▸ What to produce: Copy out every item below word for word, leaving out the pictures.

Excerpts from an object detection dataset:
········
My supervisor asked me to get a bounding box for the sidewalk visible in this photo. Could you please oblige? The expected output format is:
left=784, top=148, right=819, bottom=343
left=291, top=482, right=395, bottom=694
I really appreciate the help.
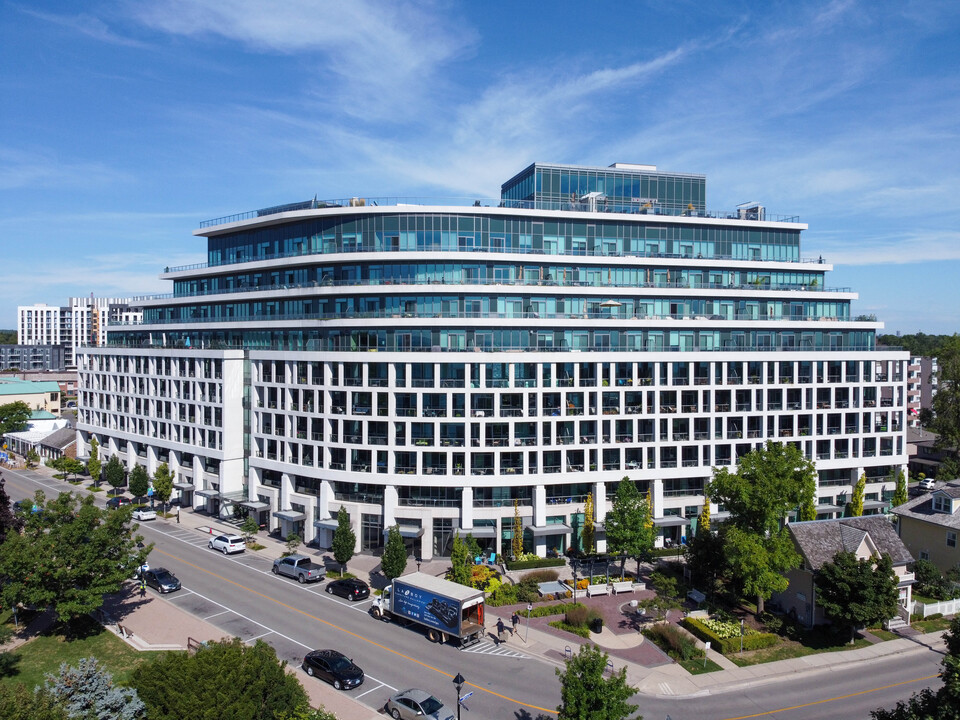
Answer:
left=13, top=468, right=944, bottom=704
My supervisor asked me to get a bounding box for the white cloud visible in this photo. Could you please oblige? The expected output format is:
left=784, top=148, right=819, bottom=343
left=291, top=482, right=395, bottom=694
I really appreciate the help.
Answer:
left=0, top=146, right=131, bottom=190
left=127, top=0, right=477, bottom=121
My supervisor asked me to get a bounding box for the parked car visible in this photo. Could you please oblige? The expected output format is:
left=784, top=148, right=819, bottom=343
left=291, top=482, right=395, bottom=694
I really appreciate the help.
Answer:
left=303, top=650, right=363, bottom=690
left=327, top=578, right=370, bottom=602
left=386, top=688, right=456, bottom=720
left=143, top=568, right=180, bottom=593
left=207, top=535, right=247, bottom=555
left=273, top=555, right=327, bottom=584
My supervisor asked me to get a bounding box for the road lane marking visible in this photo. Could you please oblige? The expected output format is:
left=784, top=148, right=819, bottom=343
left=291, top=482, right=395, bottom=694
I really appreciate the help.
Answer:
left=153, top=548, right=556, bottom=714
left=724, top=674, right=940, bottom=720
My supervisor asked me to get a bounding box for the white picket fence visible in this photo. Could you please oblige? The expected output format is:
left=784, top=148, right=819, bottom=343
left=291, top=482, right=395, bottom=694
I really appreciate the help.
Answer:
left=913, top=598, right=960, bottom=617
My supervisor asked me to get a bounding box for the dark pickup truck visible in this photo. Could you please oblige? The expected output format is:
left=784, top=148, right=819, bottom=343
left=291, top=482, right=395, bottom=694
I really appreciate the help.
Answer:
left=273, top=555, right=327, bottom=583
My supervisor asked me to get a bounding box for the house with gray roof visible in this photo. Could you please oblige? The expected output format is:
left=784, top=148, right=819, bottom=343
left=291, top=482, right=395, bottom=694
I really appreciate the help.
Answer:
left=771, top=515, right=914, bottom=627
left=893, top=480, right=960, bottom=573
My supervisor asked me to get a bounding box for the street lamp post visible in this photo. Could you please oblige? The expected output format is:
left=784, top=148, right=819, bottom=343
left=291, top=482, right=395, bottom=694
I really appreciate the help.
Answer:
left=453, top=673, right=466, bottom=720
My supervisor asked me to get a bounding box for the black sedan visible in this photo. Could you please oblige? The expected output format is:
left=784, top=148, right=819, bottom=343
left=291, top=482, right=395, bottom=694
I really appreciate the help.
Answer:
left=143, top=568, right=180, bottom=593
left=303, top=650, right=363, bottom=690
left=327, top=578, right=370, bottom=602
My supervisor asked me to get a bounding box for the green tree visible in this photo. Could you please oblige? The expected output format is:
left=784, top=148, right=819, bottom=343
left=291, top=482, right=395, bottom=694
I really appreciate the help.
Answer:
left=555, top=644, right=643, bottom=720
left=131, top=638, right=309, bottom=720
left=333, top=505, right=357, bottom=574
left=449, top=533, right=473, bottom=587
left=130, top=463, right=150, bottom=500
left=63, top=457, right=84, bottom=480
left=45, top=657, right=146, bottom=720
left=0, top=475, right=23, bottom=543
left=847, top=473, right=867, bottom=517
left=104, top=455, right=127, bottom=493
left=890, top=469, right=907, bottom=507
left=710, top=441, right=817, bottom=535
left=722, top=525, right=800, bottom=617
left=604, top=477, right=656, bottom=576
left=870, top=616, right=960, bottom=720
left=815, top=552, right=898, bottom=644
left=510, top=500, right=523, bottom=560
left=380, top=525, right=407, bottom=580
left=797, top=474, right=817, bottom=522
left=0, top=492, right=153, bottom=621
left=153, top=463, right=173, bottom=512
left=0, top=683, right=70, bottom=720
left=0, top=401, right=32, bottom=436
left=240, top=515, right=260, bottom=545
left=87, top=438, right=103, bottom=487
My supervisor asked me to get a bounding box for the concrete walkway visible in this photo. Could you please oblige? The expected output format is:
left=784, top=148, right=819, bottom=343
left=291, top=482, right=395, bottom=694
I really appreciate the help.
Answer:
left=8, top=468, right=956, bottom=720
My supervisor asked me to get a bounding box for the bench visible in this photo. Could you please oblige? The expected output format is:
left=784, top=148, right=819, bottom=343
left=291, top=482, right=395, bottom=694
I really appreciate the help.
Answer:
left=587, top=585, right=609, bottom=597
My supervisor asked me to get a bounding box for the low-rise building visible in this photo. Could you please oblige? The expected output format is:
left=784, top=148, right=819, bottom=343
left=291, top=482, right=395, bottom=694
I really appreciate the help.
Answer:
left=771, top=515, right=914, bottom=627
left=893, top=480, right=960, bottom=573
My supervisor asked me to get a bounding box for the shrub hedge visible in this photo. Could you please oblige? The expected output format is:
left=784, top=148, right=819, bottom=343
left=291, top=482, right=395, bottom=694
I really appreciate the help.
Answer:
left=507, top=558, right=567, bottom=570
left=683, top=617, right=780, bottom=655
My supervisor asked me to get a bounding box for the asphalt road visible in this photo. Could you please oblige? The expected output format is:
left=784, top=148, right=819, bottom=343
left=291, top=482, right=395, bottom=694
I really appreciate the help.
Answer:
left=4, top=470, right=941, bottom=720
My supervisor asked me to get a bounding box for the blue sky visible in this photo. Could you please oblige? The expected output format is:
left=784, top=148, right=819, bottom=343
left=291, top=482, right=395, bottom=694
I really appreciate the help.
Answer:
left=0, top=0, right=960, bottom=333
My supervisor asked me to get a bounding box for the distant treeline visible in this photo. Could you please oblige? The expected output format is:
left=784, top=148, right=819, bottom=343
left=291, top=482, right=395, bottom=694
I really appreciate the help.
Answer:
left=877, top=333, right=956, bottom=357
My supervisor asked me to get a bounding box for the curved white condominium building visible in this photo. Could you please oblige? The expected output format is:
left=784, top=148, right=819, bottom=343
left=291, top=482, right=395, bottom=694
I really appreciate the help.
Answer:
left=78, top=163, right=908, bottom=558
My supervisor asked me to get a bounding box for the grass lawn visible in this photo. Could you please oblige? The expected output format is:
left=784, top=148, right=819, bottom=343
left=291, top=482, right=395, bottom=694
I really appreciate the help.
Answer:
left=0, top=619, right=167, bottom=689
left=910, top=617, right=950, bottom=633
left=727, top=632, right=870, bottom=667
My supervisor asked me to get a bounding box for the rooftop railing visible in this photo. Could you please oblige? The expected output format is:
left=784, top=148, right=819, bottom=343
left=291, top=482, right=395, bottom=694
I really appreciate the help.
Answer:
left=200, top=196, right=800, bottom=228
left=163, top=243, right=823, bottom=278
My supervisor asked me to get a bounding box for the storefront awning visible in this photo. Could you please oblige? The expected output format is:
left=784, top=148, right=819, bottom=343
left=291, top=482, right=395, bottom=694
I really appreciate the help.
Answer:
left=383, top=525, right=423, bottom=538
left=527, top=523, right=573, bottom=537
left=653, top=515, right=690, bottom=527
left=457, top=525, right=497, bottom=538
left=240, top=500, right=270, bottom=512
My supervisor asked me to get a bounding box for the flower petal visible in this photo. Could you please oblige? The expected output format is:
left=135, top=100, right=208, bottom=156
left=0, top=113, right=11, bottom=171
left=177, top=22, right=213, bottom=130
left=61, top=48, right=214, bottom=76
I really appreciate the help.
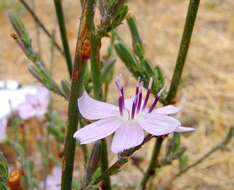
········
▸ Solution for this problem:
My supervisor asked me to get a bounding box for the sidewalk visible in this photo. Could you please oblige? The expected output format is:
left=784, top=148, right=819, bottom=343
left=291, top=482, right=395, bottom=694
I really appreciate the help.
Answer:
left=13, top=468, right=944, bottom=704
My supervisor asked me to get a bounding box for the white cloud visible in this photo. Could you please oblige? The expected output format is:
left=784, top=148, right=819, bottom=343
left=291, top=482, right=395, bottom=694
I really appreciate the help.
Answer:
left=0, top=146, right=131, bottom=190
left=127, top=0, right=477, bottom=121
My supervisor asked me to get a bounding box for the parked car visible in this photo. Could you please oblige? The expected output format is:
left=784, top=148, right=819, bottom=343
left=291, top=482, right=395, bottom=694
I really appreciate the help.
Answer:
left=303, top=650, right=363, bottom=690
left=327, top=578, right=370, bottom=602
left=386, top=688, right=456, bottom=720
left=143, top=568, right=180, bottom=593
left=207, top=535, right=247, bottom=555
left=273, top=555, right=327, bottom=584
My supervisor asked me to get a bounding box for the road lane marking visible in this photo. Could you please oblige? The expected output format is:
left=784, top=148, right=819, bottom=343
left=291, top=482, right=395, bottom=694
I really appreciate the help.
Answer:
left=153, top=548, right=556, bottom=714
left=724, top=674, right=940, bottom=720
My supervisor asked me to get a bounding box for the white picket fence visible in this photo. Could you please oblige? The expected output format is:
left=784, top=148, right=819, bottom=343
left=291, top=482, right=395, bottom=694
I really appreciate the help.
Answer:
left=913, top=598, right=960, bottom=617
My supervisor asked me to get a bounding box for the dark pickup truck visible in this photo. Could you please oblige? The expected output format is:
left=784, top=148, right=819, bottom=343
left=291, top=482, right=395, bottom=694
I really appreciate the help.
Answer:
left=273, top=555, right=327, bottom=583
My supervisor asked me to get a bounding box for the house with gray roof visible in this photo. Could you please oblige? The expected output format is:
left=784, top=148, right=819, bottom=343
left=291, top=482, right=395, bottom=694
I really appreciate the help.
Answer:
left=771, top=515, right=914, bottom=627
left=893, top=480, right=960, bottom=573
My supervisor asked me to get a bounding box for the street lamp post visible in this photo. Could you please oblige? The expected output format is:
left=784, top=148, right=819, bottom=343
left=291, top=482, right=395, bottom=694
I really appreciate the help.
Answer:
left=453, top=673, right=466, bottom=720
My supervisor asked me to get a bounding box for the black sedan visible in this photo. Could you please oblige? The expected output format is:
left=784, top=148, right=819, bottom=343
left=291, top=482, right=395, bottom=694
I really appreciate the help.
Answer:
left=143, top=568, right=180, bottom=593
left=303, top=650, right=363, bottom=690
left=327, top=578, right=370, bottom=602
My supervisor asked me to get a bounding box for the green tree visible in this photo. Could you please oblige? The expected output format is:
left=784, top=148, right=819, bottom=343
left=291, top=482, right=395, bottom=694
I really appreciate the help.
Answer:
left=555, top=644, right=643, bottom=720
left=131, top=638, right=309, bottom=720
left=333, top=505, right=357, bottom=574
left=449, top=533, right=473, bottom=587
left=130, top=463, right=150, bottom=500
left=63, top=457, right=84, bottom=480
left=45, top=657, right=146, bottom=720
left=0, top=475, right=23, bottom=543
left=847, top=473, right=867, bottom=517
left=104, top=455, right=127, bottom=493
left=890, top=469, right=907, bottom=507
left=710, top=441, right=817, bottom=535
left=722, top=525, right=800, bottom=617
left=604, top=477, right=656, bottom=576
left=870, top=616, right=960, bottom=720
left=815, top=552, right=898, bottom=644
left=510, top=500, right=523, bottom=560
left=380, top=525, right=407, bottom=580
left=797, top=474, right=817, bottom=522
left=0, top=492, right=153, bottom=621
left=153, top=463, right=173, bottom=512
left=0, top=683, right=70, bottom=720
left=0, top=401, right=32, bottom=436
left=240, top=515, right=260, bottom=545
left=87, top=438, right=103, bottom=487
My supervisor asked me to get a bounding box for the concrete walkway visible in this photo. Could you please oblige? The expected output format is:
left=784, top=148, right=819, bottom=343
left=291, top=482, right=395, bottom=694
I really appreciate the help.
Answer:
left=8, top=468, right=956, bottom=720
My supervisor asked me to get a bounding box for the bench visible in this photo. Could you please oblige? The expected output format is:
left=784, top=148, right=819, bottom=343
left=291, top=482, right=395, bottom=694
I really appreciate the help.
Answer:
left=587, top=585, right=609, bottom=597
My supervisor asked me to get a bounding box for the low-rise building visible in this photo. Could you please oblige? The expected output format is:
left=784, top=148, right=819, bottom=343
left=291, top=482, right=395, bottom=694
I really appreciate the help.
Answer:
left=771, top=515, right=914, bottom=627
left=893, top=480, right=960, bottom=573
My supervisor asked me to get a bounding box for the shrub hedge visible in this photo. Could you please oblige? The expected output format is:
left=784, top=148, right=819, bottom=343
left=291, top=482, right=395, bottom=694
I really appreciate the help.
Answer:
left=507, top=558, right=567, bottom=570
left=683, top=617, right=780, bottom=655
My supervisor asked me to get a bounding box for the asphalt road visible in this photo. Could you please oblige? The expected output format is:
left=784, top=148, right=819, bottom=343
left=291, top=482, right=395, bottom=694
I really appreciate the help.
Answer:
left=4, top=470, right=941, bottom=720
My supervisor asked me to get a bounding box for the blue sky visible in this photo. Could you please oblige? The expected output format is:
left=784, top=148, right=819, bottom=343
left=291, top=482, right=395, bottom=694
I really appreciate the help.
Answer:
left=0, top=0, right=960, bottom=333
My supervisor asked me to get a bounding box for the distant treeline visible in this photo. Could you please oblige? The expected output format is:
left=784, top=148, right=819, bottom=343
left=291, top=482, right=395, bottom=694
I really appreciate the help.
Answer:
left=877, top=333, right=956, bottom=357
My supervisor asked me to get a bounding box for the curved white condominium building visible in this photo. Could you please oblige? The expected output format is:
left=784, top=148, right=819, bottom=343
left=291, top=482, right=395, bottom=694
I really appreciate the help.
Answer:
left=78, top=163, right=908, bottom=558
My supervisor asked me to get a bounding box for the grass lawn visible in this photo. Could you please oblige? The expected output format is:
left=784, top=148, right=819, bottom=343
left=291, top=482, right=395, bottom=694
I really appreciate the help.
Answer:
left=0, top=619, right=167, bottom=689
left=910, top=617, right=950, bottom=633
left=727, top=632, right=870, bottom=667
My supervisor asked me to get a bounding box for the rooftop railing visible in this photo. Could you please oblige? The expected output format is:
left=784, top=148, right=819, bottom=343
left=291, top=482, right=395, bottom=694
I really appreciate the help.
Answer:
left=200, top=196, right=800, bottom=228
left=163, top=243, right=823, bottom=278
My supervisor asked me to get a bounding box for the storefront awning visible in this photo. Could you please oblige? The expected output format is:
left=784, top=148, right=819, bottom=343
left=291, top=482, right=395, bottom=694
I really appreciate the help.
Answer:
left=383, top=525, right=423, bottom=538
left=527, top=523, right=573, bottom=537
left=653, top=515, right=690, bottom=527
left=457, top=525, right=497, bottom=538
left=240, top=500, right=270, bottom=512
My supervisor asked me to get a bounding box for the flower petal visible in this photo. Could you please oblige? The expected output format is:
left=135, top=100, right=208, bottom=156
left=0, top=113, right=11, bottom=171
left=177, top=22, right=213, bottom=130
left=61, top=48, right=214, bottom=76
I really appreciate the help.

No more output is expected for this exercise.